_ASSIGNED TASK_
Would you restate the full listing word for word and omit its pictures?

_DATA FOR REVIEW_
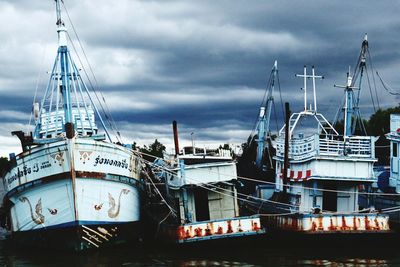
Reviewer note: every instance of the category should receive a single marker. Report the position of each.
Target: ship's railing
(327, 145)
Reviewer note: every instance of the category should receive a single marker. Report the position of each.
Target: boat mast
(265, 117)
(65, 67)
(351, 109)
(313, 77)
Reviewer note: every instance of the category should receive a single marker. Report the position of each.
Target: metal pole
(286, 156)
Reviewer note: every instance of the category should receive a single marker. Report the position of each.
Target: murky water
(127, 256)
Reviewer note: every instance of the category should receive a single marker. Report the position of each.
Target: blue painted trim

_ANSWER SPACE_
Reviewer note: every instance of the category should receive a single marker. Report the position of each.
Target: ship's railing
(327, 145)
Reviewer note: every instance of the category should receive a single marker. Report the position of each.
Target: boat mast
(265, 117)
(65, 67)
(351, 109)
(313, 77)
Reviewer note: every instance of the category should receive a single marker. Report the position of each.
Target: metal pole
(286, 156)
Reviewer note: every instance of the category should receive a single marker. Report the position of each.
Target: murky water
(127, 256)
Reviewer note: every instance of the category should receive a single marker. Report the position of each.
Target: blue painted trim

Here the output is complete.